Excerpt from the dataset:
┄┄┄┄┄┄┄┄┄┄

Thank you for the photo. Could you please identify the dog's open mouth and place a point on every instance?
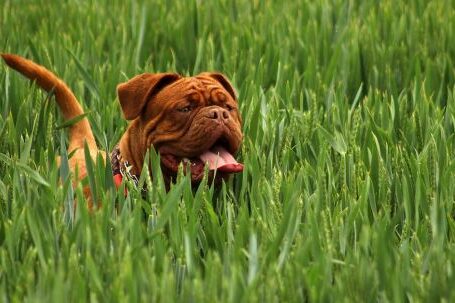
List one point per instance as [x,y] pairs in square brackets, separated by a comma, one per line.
[217,158]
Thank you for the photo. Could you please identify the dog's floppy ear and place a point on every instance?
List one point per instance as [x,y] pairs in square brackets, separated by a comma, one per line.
[224,82]
[134,94]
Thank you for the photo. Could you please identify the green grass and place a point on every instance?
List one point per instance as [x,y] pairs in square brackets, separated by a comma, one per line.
[349,120]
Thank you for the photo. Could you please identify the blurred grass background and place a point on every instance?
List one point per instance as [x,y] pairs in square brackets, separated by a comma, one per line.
[348,193]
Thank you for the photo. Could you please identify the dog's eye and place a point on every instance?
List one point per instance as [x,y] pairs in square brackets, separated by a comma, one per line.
[185,109]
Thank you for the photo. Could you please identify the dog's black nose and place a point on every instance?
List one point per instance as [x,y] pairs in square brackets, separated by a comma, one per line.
[218,113]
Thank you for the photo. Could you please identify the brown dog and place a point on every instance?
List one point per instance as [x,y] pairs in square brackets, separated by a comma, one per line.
[193,121]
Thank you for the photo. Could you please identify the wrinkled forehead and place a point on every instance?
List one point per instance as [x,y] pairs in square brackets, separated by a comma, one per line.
[200,89]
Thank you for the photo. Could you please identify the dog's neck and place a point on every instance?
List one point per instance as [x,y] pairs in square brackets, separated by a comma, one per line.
[133,154]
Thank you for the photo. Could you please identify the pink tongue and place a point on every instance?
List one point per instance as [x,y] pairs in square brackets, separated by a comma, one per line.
[220,159]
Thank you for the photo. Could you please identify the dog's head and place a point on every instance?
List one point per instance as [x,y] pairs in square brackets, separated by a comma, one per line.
[193,121]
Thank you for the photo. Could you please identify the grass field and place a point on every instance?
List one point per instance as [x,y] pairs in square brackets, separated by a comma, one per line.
[349,184]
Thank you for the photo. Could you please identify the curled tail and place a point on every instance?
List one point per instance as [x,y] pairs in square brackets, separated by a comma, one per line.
[67,102]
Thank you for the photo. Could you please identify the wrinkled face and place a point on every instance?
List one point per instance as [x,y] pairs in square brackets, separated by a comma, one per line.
[194,122]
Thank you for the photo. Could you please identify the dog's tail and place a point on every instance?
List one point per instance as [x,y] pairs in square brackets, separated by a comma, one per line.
[67,102]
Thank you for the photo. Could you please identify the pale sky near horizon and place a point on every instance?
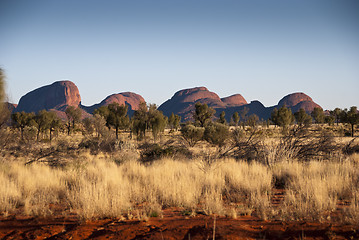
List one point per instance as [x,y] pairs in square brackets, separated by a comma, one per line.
[261,49]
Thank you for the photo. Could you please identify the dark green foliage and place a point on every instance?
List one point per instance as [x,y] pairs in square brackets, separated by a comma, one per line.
[157,121]
[4,111]
[140,121]
[282,117]
[2,86]
[114,115]
[174,121]
[222,118]
[20,120]
[151,152]
[216,134]
[192,134]
[302,118]
[252,121]
[351,117]
[318,115]
[329,119]
[95,123]
[243,113]
[97,145]
[235,118]
[203,114]
[73,116]
[336,114]
[117,117]
[45,120]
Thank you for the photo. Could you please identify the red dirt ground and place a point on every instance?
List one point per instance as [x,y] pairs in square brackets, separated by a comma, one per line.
[173,225]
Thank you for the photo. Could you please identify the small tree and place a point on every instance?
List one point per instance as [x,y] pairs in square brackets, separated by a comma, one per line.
[157,121]
[42,121]
[140,121]
[336,114]
[216,134]
[282,117]
[222,118]
[274,117]
[235,118]
[329,119]
[318,115]
[302,118]
[20,120]
[192,134]
[73,116]
[54,123]
[243,113]
[174,121]
[252,121]
[352,117]
[4,111]
[203,114]
[117,117]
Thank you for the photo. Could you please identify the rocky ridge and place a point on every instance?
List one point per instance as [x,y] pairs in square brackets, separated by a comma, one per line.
[61,94]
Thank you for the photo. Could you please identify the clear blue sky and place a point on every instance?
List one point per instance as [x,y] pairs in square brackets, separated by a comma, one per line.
[261,49]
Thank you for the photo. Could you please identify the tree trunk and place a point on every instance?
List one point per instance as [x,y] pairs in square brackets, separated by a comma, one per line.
[352,130]
[68,128]
[22,134]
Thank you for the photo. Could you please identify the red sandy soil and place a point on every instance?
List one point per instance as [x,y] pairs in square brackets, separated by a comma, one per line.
[173,225]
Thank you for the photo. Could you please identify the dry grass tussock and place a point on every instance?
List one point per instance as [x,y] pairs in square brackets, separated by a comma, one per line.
[99,187]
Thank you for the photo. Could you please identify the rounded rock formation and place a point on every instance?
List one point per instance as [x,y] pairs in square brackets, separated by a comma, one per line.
[56,96]
[235,100]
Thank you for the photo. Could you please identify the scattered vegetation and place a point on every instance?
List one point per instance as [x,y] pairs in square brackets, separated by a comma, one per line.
[106,165]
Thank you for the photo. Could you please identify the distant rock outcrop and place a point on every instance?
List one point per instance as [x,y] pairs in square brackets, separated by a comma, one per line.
[235,100]
[57,96]
[296,101]
[132,100]
[10,106]
[183,101]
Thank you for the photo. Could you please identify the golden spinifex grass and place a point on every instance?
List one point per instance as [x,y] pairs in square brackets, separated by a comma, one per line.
[100,187]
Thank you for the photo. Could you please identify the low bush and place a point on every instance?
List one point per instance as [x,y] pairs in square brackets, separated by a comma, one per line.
[150,152]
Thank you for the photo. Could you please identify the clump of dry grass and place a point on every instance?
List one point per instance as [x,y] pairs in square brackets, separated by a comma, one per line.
[99,186]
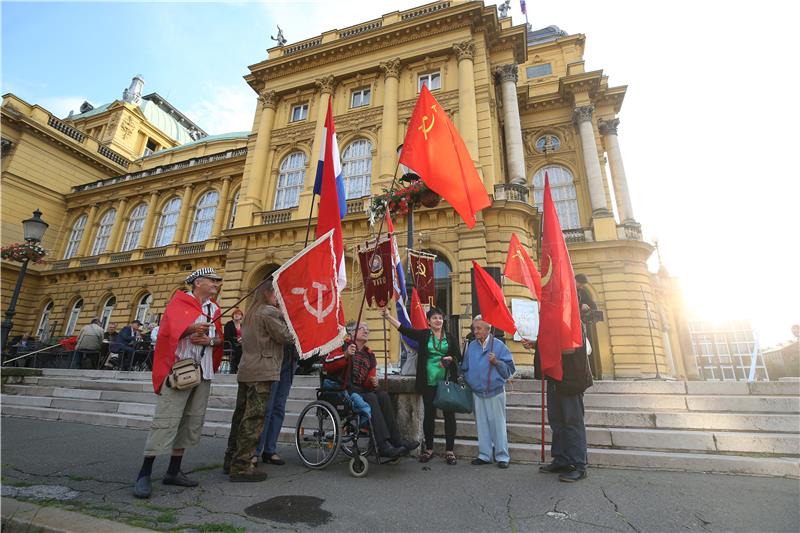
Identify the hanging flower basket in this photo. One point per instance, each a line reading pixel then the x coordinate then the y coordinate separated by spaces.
pixel 20 251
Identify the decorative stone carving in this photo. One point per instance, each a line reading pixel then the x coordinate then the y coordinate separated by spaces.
pixel 391 68
pixel 609 127
pixel 507 73
pixel 326 85
pixel 583 113
pixel 465 50
pixel 269 99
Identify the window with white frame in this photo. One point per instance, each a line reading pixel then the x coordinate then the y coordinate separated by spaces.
pixel 104 232
pixel 75 237
pixel 360 97
pixel 432 79
pixel 299 112
pixel 143 309
pixel 290 181
pixel 357 169
pixel 234 206
pixel 108 308
pixel 135 225
pixel 73 317
pixel 562 189
pixel 168 222
pixel 204 216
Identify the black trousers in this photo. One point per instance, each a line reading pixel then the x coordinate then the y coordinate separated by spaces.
pixel 429 421
pixel 383 423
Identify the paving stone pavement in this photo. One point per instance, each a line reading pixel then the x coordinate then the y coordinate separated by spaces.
pixel 96 466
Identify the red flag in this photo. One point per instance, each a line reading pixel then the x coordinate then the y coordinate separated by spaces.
pixel 434 150
pixel 492 302
pixel 520 268
pixel 308 295
pixel 418 318
pixel 559 318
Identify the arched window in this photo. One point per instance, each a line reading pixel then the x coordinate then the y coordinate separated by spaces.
pixel 75 237
pixel 43 331
pixel 135 226
pixel 204 216
pixel 74 313
pixel 168 222
pixel 562 189
pixel 108 308
pixel 104 232
pixel 357 169
pixel 290 181
pixel 234 205
pixel 143 309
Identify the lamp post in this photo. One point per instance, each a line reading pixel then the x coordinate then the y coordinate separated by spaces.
pixel 33 230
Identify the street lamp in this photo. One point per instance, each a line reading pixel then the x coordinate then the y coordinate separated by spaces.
pixel 33 229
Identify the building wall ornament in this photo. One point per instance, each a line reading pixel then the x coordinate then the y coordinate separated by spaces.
pixel 465 50
pixel 583 113
pixel 505 73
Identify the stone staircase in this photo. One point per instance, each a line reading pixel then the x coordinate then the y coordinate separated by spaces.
pixel 727 427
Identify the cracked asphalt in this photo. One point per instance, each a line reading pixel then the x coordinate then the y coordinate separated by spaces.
pixel 100 464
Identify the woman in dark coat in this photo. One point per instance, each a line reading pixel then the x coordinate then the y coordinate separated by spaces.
pixel 438 352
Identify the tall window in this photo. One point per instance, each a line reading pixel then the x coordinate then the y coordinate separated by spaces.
pixel 234 205
pixel 562 188
pixel 204 216
pixel 108 308
pixel 357 169
pixel 73 317
pixel 168 222
pixel 143 309
pixel 75 237
pixel 290 181
pixel 104 232
pixel 135 226
pixel 43 331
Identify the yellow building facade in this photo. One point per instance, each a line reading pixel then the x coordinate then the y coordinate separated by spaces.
pixel 135 200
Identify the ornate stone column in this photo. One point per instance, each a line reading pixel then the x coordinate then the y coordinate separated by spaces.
pixel 608 128
pixel 597 195
pixel 149 221
pixel 389 142
pixel 507 76
pixel 219 215
pixel 467 109
pixel 253 185
pixel 186 203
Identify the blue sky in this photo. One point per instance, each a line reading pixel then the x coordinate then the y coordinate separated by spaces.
pixel 708 128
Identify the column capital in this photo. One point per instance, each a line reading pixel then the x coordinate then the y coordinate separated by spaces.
pixel 390 68
pixel 504 73
pixel 464 50
pixel 269 99
pixel 608 127
pixel 583 113
pixel 326 85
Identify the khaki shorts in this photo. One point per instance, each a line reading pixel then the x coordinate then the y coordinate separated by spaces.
pixel 178 420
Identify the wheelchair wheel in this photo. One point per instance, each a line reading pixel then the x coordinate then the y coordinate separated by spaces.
pixel 318 436
pixel 358 466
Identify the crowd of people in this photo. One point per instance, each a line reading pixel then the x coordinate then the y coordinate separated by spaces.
pixel 265 361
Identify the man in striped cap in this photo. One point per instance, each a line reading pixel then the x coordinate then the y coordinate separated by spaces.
pixel 190 329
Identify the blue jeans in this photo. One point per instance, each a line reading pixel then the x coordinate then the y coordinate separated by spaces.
pixel 565 416
pixel 276 408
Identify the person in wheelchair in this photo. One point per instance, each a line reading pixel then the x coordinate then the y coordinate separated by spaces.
pixel 363 381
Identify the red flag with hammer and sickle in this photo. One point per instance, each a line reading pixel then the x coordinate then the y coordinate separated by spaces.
pixel 434 150
pixel 308 295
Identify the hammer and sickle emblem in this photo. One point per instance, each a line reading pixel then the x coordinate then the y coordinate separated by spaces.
pixel 424 128
pixel 319 313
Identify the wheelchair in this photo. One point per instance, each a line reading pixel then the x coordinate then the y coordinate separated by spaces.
pixel 329 424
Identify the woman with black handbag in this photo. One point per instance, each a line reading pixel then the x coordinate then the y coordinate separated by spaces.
pixel 438 352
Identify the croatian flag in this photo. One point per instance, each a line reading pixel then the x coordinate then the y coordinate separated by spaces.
pixel 330 187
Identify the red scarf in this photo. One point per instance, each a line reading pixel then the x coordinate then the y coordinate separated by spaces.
pixel 181 312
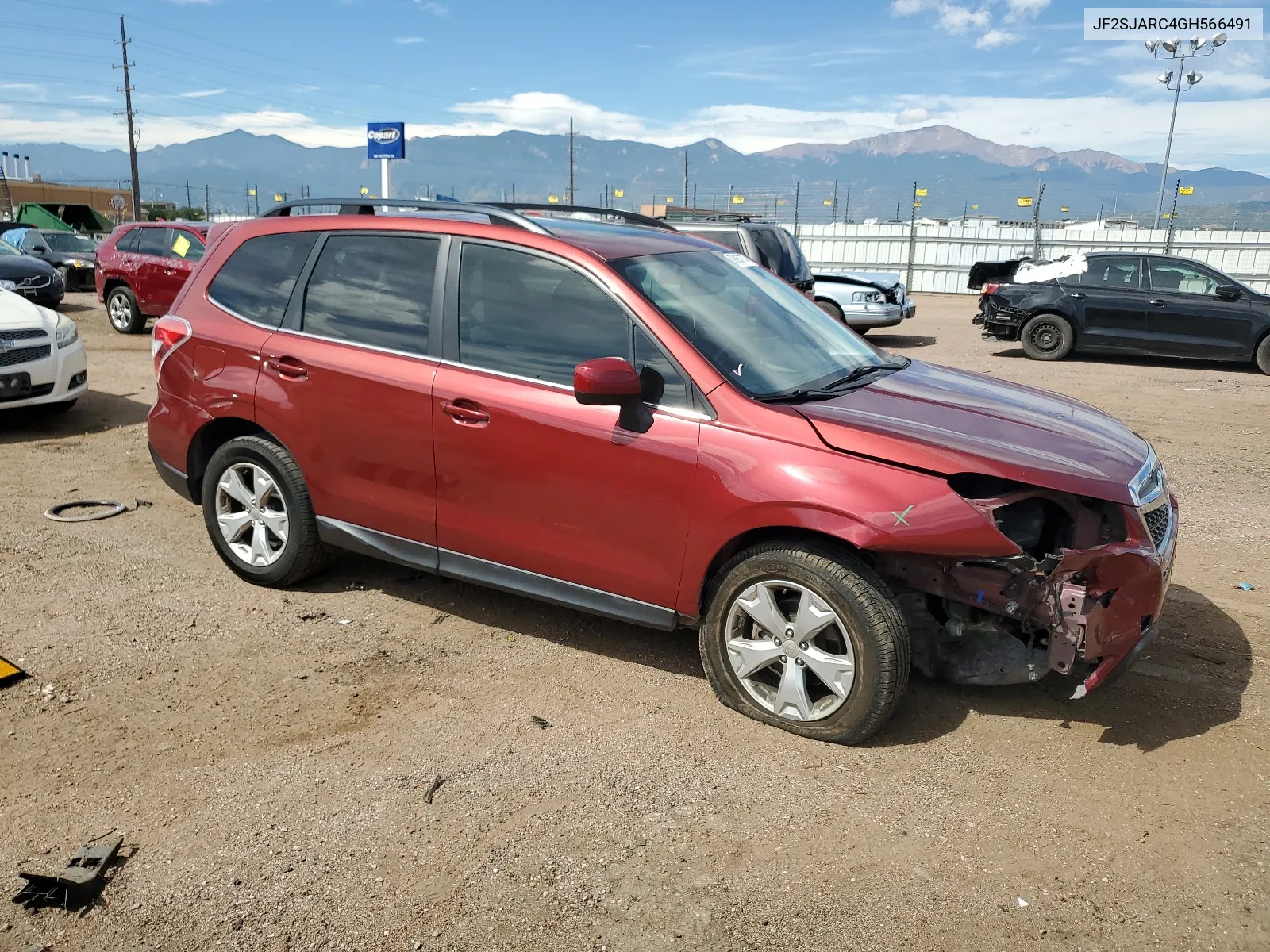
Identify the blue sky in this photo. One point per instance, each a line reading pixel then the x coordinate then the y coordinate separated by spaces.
pixel 756 75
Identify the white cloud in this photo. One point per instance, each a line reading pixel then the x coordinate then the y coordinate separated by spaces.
pixel 1208 132
pixel 962 19
pixel 996 37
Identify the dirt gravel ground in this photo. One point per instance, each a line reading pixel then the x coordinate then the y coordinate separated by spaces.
pixel 266 754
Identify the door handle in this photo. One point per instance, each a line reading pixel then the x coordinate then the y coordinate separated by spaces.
pixel 465 413
pixel 286 367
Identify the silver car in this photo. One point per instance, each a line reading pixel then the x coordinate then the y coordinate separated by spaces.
pixel 864 300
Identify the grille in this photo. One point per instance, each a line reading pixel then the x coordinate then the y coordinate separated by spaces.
pixel 1157 524
pixel 38 390
pixel 25 355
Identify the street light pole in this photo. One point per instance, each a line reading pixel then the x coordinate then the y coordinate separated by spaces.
pixel 1168 146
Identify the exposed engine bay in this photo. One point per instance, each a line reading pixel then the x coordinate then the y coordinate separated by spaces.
pixel 1086 587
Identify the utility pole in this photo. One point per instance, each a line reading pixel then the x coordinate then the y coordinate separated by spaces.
pixel 912 239
pixel 1041 192
pixel 571 160
pixel 1172 217
pixel 130 113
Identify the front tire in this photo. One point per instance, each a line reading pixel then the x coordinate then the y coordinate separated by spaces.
pixel 258 513
pixel 121 308
pixel 1264 355
pixel 1048 336
pixel 806 639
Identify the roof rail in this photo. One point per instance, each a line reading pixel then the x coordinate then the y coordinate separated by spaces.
pixel 368 206
pixel 630 217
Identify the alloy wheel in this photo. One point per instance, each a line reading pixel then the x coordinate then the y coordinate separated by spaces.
pixel 1045 336
pixel 252 514
pixel 120 311
pixel 791 651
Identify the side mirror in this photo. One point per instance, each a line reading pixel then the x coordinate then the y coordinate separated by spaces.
pixel 611 381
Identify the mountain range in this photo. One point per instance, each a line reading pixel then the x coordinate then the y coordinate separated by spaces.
pixel 958 171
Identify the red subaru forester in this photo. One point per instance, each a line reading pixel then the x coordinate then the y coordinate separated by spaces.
pixel 638 423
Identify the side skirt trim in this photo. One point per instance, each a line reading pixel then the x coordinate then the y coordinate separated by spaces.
pixel 506 578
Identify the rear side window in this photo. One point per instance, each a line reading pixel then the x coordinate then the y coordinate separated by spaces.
pixel 374 290
pixel 186 244
pixel 1124 273
pixel 257 279
pixel 154 241
pixel 525 315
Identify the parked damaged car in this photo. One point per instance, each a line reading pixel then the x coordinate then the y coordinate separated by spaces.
pixel 864 300
pixel 1123 302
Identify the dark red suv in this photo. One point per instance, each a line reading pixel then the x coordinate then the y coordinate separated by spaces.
pixel 641 424
pixel 141 268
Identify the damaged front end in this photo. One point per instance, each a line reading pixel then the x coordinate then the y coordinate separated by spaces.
pixel 1086 585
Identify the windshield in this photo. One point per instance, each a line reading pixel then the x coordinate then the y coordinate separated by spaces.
pixel 69 241
pixel 757 330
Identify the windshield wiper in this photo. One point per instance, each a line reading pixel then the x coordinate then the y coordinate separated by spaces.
pixel 836 387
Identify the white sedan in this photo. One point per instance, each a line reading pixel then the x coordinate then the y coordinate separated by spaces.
pixel 42 359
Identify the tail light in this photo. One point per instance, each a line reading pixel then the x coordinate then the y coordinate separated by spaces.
pixel 171 332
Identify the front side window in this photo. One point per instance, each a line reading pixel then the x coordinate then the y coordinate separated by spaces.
pixel 154 241
pixel 752 327
pixel 374 290
pixel 257 279
pixel 530 317
pixel 1123 273
pixel 1181 278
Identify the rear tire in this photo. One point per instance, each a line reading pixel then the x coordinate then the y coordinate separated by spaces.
pixel 1047 336
pixel 281 546
pixel 749 664
pixel 1264 355
pixel 121 309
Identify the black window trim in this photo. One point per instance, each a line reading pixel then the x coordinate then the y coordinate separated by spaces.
pixel 292 317
pixel 702 408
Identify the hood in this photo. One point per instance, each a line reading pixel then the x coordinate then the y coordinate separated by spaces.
pixel 946 422
pixel 23 267
pixel 17 311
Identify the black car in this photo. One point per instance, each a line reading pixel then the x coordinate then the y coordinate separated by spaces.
pixel 71 254
pixel 32 278
pixel 1124 302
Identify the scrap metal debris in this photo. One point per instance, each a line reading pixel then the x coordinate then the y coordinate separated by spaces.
pixel 76 885
pixel 10 673
pixel 108 508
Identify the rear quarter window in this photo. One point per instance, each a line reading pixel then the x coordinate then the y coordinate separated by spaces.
pixel 257 279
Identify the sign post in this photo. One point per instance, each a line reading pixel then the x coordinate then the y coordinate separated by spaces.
pixel 385 141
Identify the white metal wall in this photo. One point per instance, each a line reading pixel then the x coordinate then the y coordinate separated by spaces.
pixel 945 253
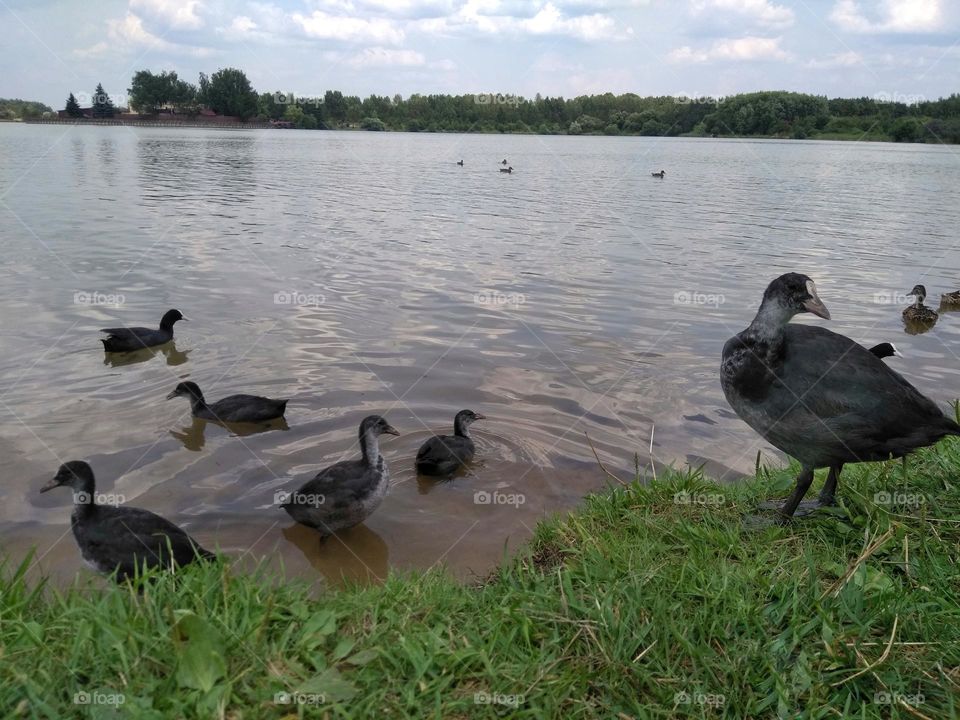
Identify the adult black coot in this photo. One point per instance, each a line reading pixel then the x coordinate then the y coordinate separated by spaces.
pixel 819 396
pixel 918 313
pixel 128 339
pixel 235 408
pixel 445 454
pixel 346 493
pixel 121 539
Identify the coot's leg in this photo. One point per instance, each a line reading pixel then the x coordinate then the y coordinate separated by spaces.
pixel 803 484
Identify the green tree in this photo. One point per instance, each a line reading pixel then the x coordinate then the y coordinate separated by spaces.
pixel 102 106
pixel 73 107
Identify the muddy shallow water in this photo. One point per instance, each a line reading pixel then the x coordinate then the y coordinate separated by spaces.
pixel 360 272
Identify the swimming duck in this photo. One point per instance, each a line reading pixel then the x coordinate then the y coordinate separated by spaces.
pixel 445 454
pixel 234 408
pixel 918 312
pixel 127 339
pixel 884 350
pixel 346 493
pixel 819 396
pixel 121 539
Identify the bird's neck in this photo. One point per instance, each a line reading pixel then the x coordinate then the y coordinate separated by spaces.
pixel 370 447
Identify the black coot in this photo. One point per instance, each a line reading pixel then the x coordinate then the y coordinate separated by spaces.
pixel 819 396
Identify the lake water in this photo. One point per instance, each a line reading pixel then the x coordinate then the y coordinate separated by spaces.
pixel 360 273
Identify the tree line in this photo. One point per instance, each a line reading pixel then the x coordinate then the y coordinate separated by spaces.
pixel 760 114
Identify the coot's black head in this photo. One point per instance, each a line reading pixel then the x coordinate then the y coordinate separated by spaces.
pixel 76 474
pixel 186 389
pixel 170 317
pixel 377 426
pixel 796 293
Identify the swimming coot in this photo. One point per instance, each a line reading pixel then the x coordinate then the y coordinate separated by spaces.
pixel 127 339
pixel 445 454
pixel 121 539
pixel 346 493
pixel 819 396
pixel 235 408
pixel 919 313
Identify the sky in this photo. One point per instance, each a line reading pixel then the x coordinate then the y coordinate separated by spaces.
pixel 904 50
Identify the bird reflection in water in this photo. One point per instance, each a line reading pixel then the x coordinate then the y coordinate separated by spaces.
pixel 351 556
pixel 168 350
pixel 194 437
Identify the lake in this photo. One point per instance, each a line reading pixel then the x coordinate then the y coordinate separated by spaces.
pixel 360 273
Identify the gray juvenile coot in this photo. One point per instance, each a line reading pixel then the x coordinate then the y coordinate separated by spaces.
pixel 445 454
pixel 235 408
pixel 346 493
pixel 121 539
pixel 819 396
pixel 918 312
pixel 127 339
pixel 884 350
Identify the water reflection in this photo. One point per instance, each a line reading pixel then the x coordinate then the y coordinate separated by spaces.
pixel 168 350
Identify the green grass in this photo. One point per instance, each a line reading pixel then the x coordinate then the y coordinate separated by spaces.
pixel 635 606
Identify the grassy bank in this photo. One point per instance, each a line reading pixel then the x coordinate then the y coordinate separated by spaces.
pixel 653 601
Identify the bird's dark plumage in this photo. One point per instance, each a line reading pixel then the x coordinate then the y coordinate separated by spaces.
pixel 129 339
pixel 122 539
pixel 445 454
pixel 819 396
pixel 346 493
pixel 231 409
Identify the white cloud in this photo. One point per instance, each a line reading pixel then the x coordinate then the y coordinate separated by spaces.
pixel 319 25
pixel 761 12
pixel 177 14
pixel 890 16
pixel 746 48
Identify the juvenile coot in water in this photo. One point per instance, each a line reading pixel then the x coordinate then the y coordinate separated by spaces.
pixel 121 538
pixel 445 454
pixel 918 312
pixel 127 339
pixel 235 408
pixel 885 350
pixel 819 396
pixel 346 493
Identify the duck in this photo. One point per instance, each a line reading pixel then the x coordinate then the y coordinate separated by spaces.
pixel 885 350
pixel 346 493
pixel 919 313
pixel 445 454
pixel 121 540
pixel 231 409
pixel 137 338
pixel 819 396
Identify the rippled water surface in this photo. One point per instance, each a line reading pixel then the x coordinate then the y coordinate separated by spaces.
pixel 361 272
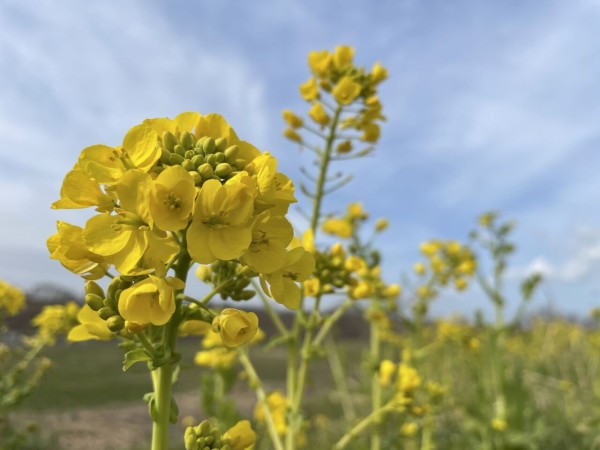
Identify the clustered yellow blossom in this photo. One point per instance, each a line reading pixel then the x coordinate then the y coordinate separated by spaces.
pixel 336 83
pixel 447 261
pixel 12 299
pixel 178 186
pixel 241 436
pixel 277 404
pixel 216 353
pixel 346 226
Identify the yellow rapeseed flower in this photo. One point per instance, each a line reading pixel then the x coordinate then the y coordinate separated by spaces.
pixel 309 90
pixel 220 226
pixel 342 56
pixel 338 227
pixel 270 238
pixel 318 114
pixel 241 436
pixel 91 326
pixel 299 265
pixel 386 372
pixel 378 73
pixel 151 300
pixel 346 91
pixel 292 119
pixel 235 327
pixel 172 198
pixel 319 62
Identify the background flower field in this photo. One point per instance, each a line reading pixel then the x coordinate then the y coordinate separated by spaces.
pixel 394 249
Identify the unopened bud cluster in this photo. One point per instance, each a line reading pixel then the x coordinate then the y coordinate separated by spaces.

┄┄┄┄┄┄┄┄┄┄

> TASK GOAL
Reproduce word for word the lines of the listing above, from the line containing "Identify the front tire" through the line containing "pixel 630 217", including both of those lines.

> WRITTEN SOLUTION
Identify the front tire in this photo. One point per instance, each a line reading pixel then the x coordinate then the y coordinate separated by spaces.
pixel 258 513
pixel 121 308
pixel 1264 355
pixel 1048 336
pixel 806 639
Identify the roof rail in this photo. One point per instance, each a line reading pixel then the x coordinate then the y coordinate separated by spaces.
pixel 368 206
pixel 630 217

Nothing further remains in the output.